> **EXERCISE DETAILS**: Format the records below as a two-column CSV with the header columns "prompt" and "reply", one row per record, where each field is enclosed in double quotes and line breaks within a field become single spaces. Omit the pictures.
======== MATERIAL FOR THIS EXERCISE
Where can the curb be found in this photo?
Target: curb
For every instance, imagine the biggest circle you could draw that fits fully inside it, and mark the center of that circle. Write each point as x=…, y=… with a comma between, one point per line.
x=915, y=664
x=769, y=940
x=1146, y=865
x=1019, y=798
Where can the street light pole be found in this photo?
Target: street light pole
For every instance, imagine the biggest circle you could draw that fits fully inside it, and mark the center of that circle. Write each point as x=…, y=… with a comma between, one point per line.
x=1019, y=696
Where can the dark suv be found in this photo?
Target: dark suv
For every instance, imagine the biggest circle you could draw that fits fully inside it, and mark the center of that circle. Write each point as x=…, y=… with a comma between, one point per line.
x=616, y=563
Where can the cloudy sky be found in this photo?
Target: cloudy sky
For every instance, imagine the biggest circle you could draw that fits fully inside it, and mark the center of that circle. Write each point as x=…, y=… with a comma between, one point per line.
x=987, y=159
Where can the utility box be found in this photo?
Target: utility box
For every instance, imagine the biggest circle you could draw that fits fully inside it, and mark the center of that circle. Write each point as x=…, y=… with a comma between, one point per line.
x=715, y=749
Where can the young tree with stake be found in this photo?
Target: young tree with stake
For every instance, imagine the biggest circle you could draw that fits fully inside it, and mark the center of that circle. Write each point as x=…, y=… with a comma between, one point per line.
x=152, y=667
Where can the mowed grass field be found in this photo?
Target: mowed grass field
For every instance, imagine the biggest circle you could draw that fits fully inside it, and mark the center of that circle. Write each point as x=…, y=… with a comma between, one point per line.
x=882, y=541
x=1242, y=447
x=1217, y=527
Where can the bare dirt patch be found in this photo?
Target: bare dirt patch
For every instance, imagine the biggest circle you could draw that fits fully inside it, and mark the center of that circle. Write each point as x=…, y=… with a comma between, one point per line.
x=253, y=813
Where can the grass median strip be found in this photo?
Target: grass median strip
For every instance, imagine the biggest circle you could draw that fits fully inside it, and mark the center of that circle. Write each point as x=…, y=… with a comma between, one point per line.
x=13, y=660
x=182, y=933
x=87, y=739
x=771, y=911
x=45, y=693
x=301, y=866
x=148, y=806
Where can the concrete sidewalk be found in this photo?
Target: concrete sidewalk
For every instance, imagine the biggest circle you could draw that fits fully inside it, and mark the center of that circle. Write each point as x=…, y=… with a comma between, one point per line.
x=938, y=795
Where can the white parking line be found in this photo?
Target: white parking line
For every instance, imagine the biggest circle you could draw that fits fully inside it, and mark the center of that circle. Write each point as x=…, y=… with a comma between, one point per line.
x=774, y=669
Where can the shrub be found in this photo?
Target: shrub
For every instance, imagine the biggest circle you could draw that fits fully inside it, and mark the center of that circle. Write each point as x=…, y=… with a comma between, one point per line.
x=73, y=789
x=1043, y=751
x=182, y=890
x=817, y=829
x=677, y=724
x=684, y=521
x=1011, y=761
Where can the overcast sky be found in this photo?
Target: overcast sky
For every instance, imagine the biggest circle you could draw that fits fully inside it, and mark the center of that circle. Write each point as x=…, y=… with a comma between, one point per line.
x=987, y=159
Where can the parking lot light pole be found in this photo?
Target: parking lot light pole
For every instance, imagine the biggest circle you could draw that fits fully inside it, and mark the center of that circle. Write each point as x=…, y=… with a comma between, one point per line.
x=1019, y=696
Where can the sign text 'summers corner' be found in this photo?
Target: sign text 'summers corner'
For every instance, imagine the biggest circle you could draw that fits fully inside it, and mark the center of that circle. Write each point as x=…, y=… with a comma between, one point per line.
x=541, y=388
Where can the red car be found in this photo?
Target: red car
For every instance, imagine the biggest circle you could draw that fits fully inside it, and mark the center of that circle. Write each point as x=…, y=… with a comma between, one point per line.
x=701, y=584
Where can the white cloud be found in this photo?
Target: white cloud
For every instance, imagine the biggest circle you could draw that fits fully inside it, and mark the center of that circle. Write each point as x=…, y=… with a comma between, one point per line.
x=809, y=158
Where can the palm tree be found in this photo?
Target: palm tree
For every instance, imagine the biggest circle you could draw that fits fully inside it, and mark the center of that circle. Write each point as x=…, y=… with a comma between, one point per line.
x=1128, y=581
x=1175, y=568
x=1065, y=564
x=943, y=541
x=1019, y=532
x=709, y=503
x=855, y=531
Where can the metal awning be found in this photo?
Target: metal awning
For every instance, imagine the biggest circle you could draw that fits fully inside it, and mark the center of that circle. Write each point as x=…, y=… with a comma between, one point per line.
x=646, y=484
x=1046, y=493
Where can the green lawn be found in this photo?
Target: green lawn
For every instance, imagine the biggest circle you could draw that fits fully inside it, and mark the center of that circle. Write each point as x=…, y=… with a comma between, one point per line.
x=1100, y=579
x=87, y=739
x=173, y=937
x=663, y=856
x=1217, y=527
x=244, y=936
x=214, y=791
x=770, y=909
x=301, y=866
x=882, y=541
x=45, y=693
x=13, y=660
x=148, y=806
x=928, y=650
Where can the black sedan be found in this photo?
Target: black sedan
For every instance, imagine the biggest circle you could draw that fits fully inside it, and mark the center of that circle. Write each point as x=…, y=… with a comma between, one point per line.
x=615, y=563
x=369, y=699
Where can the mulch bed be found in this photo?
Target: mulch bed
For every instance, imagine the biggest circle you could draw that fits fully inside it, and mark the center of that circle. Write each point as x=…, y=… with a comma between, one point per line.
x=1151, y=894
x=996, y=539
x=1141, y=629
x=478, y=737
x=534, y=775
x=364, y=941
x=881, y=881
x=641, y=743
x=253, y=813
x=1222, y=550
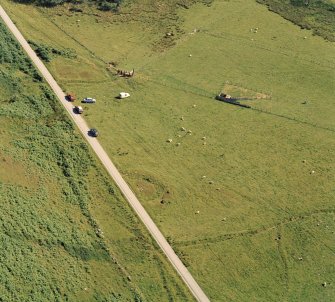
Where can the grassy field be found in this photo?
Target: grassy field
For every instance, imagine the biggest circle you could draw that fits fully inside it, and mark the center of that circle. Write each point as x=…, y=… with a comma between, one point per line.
x=66, y=232
x=236, y=196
================
> **COMPLETE RESPONSE**:
prompt,reply
"Where can the curb be found in this photo? Target: curb For every instance, imagine the biggest circle you could draw that fits fully inside it, and mark the center of that circle. Write each point as x=…, y=… with a comma between, one point per line.","x=915, y=664 x=769, y=940 x=1146, y=865 x=1019, y=798"
"Where can the street light pole be found in this photo? Target: street light pole For every instance, imagine the biggest circle you could draw that fits fully inside it, and mark the center of that circle. Write each point as x=…, y=… with a comma between, one point per line.","x=1019, y=696"
"Where can the dark suv be found in this photo? Target: dark suv For every instance, imagine the biggest circle you could draw that fits fully inside it, and mark the center of that circle. Write each point as x=…, y=… with a comma between, one point per line.","x=616, y=563"
"Where can the cloudy sky be found in this photo? Target: cloudy sky For every instance, imagine the biggest circle you could draw that fits fully inside it, and mark the center of that circle. Write each point as x=…, y=… with a comma between, one point per line.","x=987, y=159"
"Where can the utility box be found in this photo? Target: utility box For every instance, imagine the biggest circle you could draw that fits fully inside it, and mark the center of that circle. Write each point as x=…, y=… with a comma between, one point per line.","x=715, y=749"
"Where can the young tree with stake be found in this photo? Target: young tree with stake For every instance, imagine the biggest circle you could draw that fits fully inside it, and mark the center of that circle. Write each point as x=…, y=… with a comma between, one point per line.","x=152, y=667"
"Where can the mowed grass field be found in this photo? Target: mowed grass field For every instance, imagine the biggest circle you could draw that fits fully inside it, and mark the center of that circle. Write each point as x=…, y=… with a comma between, one point per line.","x=882, y=541 x=1242, y=447 x=1217, y=527"
"Where can the bare dirt patch be found in this photo? Target: bare dirt patch For every instance, imagine the biggest circle you could draw that fits fully inside it, and mark the center of that circle. Write each point as x=…, y=… with a comma between, one point per line.","x=253, y=813"
"Where can the grass median strip be found in this photo? Target: grass median strip For every instance, imagine the biggest circle you could draw that fits fully inside it, and mark the center of that circle. Write each point as x=…, y=… with a comma between, one point per line.","x=13, y=660 x=182, y=933 x=87, y=739 x=771, y=911 x=45, y=693 x=301, y=866 x=148, y=806"
"Where can the concrete sidewalk be found in this photo? Target: concrete sidewalk For every instance, imagine the biggest circle you could draw that fits fully inside it, and mark the center of that circle. Write each point as x=…, y=… with a comma between, one point per line.","x=938, y=795"
"Where can the white parking line be found in this photo? Target: white parking line For every instance, imagine the biggest circle you could draw that fits fully inside it, and mark the center of that circle. Write each point as x=…, y=… with a comma between, one point per line.","x=774, y=669"
"Where can the shrub be found in this photo? Target: shrub For every instance, imagine the biggest circle you could draw that fits fully inside it, and mark the center of that circle. Write each point as x=…, y=… with a comma between, one point per line.","x=73, y=789 x=1043, y=751 x=182, y=890 x=817, y=829 x=677, y=724 x=684, y=521 x=1011, y=761"
"Where can the overcast sky be found in this photo? Target: overcast sky For every instance, imagine the biggest circle you could draw that fits fully inside it, and mark the center of that circle. Write each point as x=…, y=… with a comma between, one point per line.","x=987, y=159"
"Where can the parking lot light pole be found in this photo? Target: parking lot light pole For every instance, imagine the biggest circle you could draw that fits fully inside it, and mark the center of that circle. Write each point as x=…, y=… with a comma between, one point per line.","x=1019, y=696"
"Where can the sign text 'summers corner' be found in this photo? Target: sign text 'summers corner' For every instance, imagine the biggest circle you could draw that fits fully inside it, and mark the center of that circle. Write each point as x=…, y=… with a comma between, one point per line.","x=541, y=388"
"Where can the red car be found in this photo? Target: red car For every instance, imagine the biggest circle you could draw that fits fully inside it, and mark the center of that circle. Write each point as x=…, y=… with a comma between, one point per line.","x=701, y=584"
"Where can the white cloud be found in this photo? Target: white cloud For every instance, imagine the biggest circle you could draw that fits fully inside it, and mark the center of that circle. Write each point as x=…, y=… with a comma between, one point per line.","x=809, y=158"
"Where can the palm tree be found in this photo? Target: palm tree For every instance, imagine the biggest circle you could draw that fits fully inside it, and mark the center of that circle. Write each point as x=…, y=… with a comma between, one point per line.","x=1128, y=581 x=1175, y=568 x=1065, y=564 x=943, y=541 x=1019, y=532 x=709, y=503 x=855, y=531"
"Where can the metal awning be found in this photo? Target: metal awning For every instance, imagine the biggest circle you could draw that fits fully inside it, and mark the center of that circle. Write each point as x=…, y=… with a comma between, one point per line.","x=646, y=484 x=1046, y=493"
"Where can the green lawn be found in this photo? Target: green lawn For every instance, imagine the biggest circle you could draw that fits fully inside it, and mark the center of that circle. Write each point as x=…, y=… with a comma between, one point per line.","x=1100, y=579 x=87, y=739 x=173, y=937 x=663, y=856 x=1217, y=527 x=244, y=936 x=214, y=791 x=770, y=909 x=301, y=866 x=882, y=541 x=45, y=693 x=13, y=660 x=148, y=806 x=928, y=650"
"Where can the black sedan be found in this photo? Target: black sedan For every instance, imagine the biggest circle you could draw that fits fully inside it, and mark the center of that circle. Write each point as x=…, y=… with a comma between, one point per line.","x=615, y=563 x=369, y=699"
"Where can the mulch bed be found in this photo? Target: mulch bed For every instance, imagine the biggest circle you could draw that fits fully inside it, and mark the center of that circle. Write each point as x=…, y=… with a comma between, one point per line.","x=1151, y=894 x=996, y=539 x=1141, y=629 x=478, y=737 x=534, y=775 x=364, y=941 x=881, y=881 x=641, y=743 x=253, y=813 x=1222, y=550"
"Where can the grassy field be found in this photo? Target: grassy field For every instance, imagine the biggest circle you could draw that fits fully inside it, and mark the center of that circle. Write each point as x=…, y=… with a comma between, one point per line.","x=66, y=232 x=236, y=196"